■ Instructions to follow: Write out the lines from the line containing "of the shoulder" through the final line of the listing below, exactly, omitting every other line.

##### Input data #####

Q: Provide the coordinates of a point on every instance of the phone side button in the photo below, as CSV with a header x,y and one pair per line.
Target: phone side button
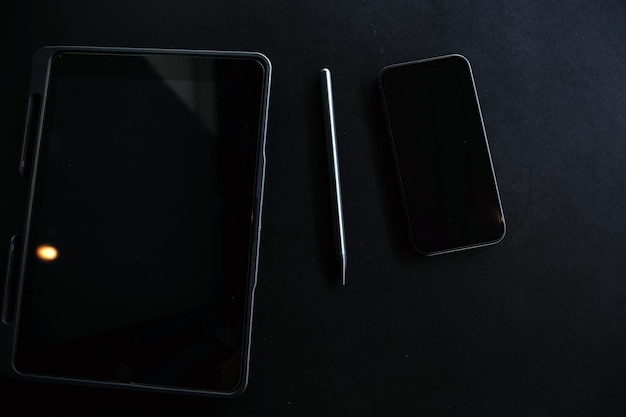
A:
x,y
11,277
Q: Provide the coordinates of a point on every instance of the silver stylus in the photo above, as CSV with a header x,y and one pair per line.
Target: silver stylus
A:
x,y
333,163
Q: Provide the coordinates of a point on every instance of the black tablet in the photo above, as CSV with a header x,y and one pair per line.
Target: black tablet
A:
x,y
137,264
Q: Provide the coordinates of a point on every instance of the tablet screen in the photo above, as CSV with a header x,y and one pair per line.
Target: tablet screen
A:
x,y
141,246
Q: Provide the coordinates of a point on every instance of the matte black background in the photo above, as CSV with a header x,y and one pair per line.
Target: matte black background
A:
x,y
535,325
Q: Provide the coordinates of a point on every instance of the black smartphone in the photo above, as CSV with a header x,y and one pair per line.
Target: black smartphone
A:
x,y
139,254
442,157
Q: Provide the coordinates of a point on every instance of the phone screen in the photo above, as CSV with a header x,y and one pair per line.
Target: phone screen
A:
x,y
141,243
442,156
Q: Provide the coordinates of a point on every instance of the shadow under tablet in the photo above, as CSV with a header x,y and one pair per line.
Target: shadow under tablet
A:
x,y
442,157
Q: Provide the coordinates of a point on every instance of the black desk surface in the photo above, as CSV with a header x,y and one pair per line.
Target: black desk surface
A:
x,y
535,325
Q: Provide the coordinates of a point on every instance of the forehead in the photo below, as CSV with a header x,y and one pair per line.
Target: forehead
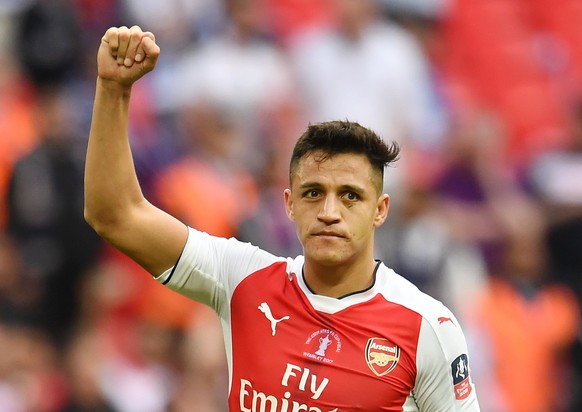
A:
x,y
341,169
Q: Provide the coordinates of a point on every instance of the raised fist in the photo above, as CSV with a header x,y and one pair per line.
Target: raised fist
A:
x,y
126,54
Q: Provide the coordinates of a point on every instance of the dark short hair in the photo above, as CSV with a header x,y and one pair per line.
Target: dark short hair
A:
x,y
342,136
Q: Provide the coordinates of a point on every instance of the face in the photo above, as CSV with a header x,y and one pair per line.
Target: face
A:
x,y
335,206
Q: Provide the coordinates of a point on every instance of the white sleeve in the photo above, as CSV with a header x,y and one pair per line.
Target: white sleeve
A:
x,y
443,380
210,268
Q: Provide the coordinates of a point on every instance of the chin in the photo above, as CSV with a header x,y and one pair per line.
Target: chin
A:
x,y
328,256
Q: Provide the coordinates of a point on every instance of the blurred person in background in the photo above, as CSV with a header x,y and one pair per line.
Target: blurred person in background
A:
x,y
555,178
470,178
528,320
205,185
48,41
45,199
365,68
239,72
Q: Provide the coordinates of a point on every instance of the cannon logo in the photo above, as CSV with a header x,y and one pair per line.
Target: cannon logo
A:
x,y
382,356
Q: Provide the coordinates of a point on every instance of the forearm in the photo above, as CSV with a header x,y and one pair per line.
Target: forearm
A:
x,y
111,184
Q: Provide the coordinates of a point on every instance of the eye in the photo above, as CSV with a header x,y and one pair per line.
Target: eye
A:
x,y
351,196
311,194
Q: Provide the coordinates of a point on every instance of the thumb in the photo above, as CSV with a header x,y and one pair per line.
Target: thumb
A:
x,y
148,51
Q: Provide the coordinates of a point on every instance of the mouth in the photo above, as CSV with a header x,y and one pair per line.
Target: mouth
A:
x,y
328,234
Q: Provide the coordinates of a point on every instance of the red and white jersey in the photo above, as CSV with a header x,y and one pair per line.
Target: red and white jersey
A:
x,y
387,348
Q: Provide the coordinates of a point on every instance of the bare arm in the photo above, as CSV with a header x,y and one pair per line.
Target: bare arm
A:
x,y
114,204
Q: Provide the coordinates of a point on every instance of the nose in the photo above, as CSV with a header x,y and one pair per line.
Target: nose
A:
x,y
330,210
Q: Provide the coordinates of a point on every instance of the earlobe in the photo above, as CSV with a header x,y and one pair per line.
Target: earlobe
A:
x,y
289,205
382,210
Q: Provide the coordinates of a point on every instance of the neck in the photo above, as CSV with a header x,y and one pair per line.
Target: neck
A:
x,y
339,280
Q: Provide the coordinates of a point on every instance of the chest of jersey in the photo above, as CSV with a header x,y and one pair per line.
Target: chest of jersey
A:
x,y
287,356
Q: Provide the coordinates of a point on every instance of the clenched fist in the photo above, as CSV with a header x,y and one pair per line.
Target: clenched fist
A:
x,y
126,54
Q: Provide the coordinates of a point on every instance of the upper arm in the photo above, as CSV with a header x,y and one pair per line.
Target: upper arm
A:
x,y
148,235
443,382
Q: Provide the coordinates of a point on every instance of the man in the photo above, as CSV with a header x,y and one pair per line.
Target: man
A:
x,y
333,330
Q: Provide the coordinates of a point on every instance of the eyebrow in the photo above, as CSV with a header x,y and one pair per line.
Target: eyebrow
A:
x,y
342,188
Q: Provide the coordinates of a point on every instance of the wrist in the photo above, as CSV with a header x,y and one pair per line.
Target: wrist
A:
x,y
112,87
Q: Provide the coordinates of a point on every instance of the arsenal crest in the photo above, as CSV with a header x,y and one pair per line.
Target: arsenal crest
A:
x,y
381,355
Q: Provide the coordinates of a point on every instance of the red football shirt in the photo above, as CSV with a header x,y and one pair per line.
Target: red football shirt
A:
x,y
387,348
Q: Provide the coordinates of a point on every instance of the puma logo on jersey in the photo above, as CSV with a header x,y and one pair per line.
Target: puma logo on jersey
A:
x,y
264,307
442,320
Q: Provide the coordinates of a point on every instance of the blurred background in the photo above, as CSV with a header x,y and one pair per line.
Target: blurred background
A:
x,y
484,96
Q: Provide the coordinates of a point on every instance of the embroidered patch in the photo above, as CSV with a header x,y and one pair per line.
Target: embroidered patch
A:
x,y
461,382
382,356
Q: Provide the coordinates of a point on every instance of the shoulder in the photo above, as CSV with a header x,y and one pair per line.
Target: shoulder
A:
x,y
439,329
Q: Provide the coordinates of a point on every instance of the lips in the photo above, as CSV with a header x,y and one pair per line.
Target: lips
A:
x,y
328,233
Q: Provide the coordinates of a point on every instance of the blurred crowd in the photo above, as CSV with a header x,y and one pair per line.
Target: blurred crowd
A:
x,y
484,96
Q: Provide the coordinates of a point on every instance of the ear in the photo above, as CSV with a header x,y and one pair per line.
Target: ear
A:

#####

■ Task response:
Q: Provide the coordinates of a point on every instance of the shoulder in the photo above, as CSV with a header x,y and one pair per line.
Target: shoulder
A:
x,y
439,329
Q: Provide the coordinates of a point on every instance of the lips in the photo above, as CSV with a header x,y and one pair per line.
Target: lips
A:
x,y
328,233
Q: Provide the coordinates of a point on every instance of the blurred crowd in the photo above, as CSV with a header x,y and one pair per line.
Target: blurred crowd
A:
x,y
484,96
Q: Provide the coordinates of a point on every instance of the ear in the photo above, as CSV with a header x,y and one pair per line.
Target: ear
A:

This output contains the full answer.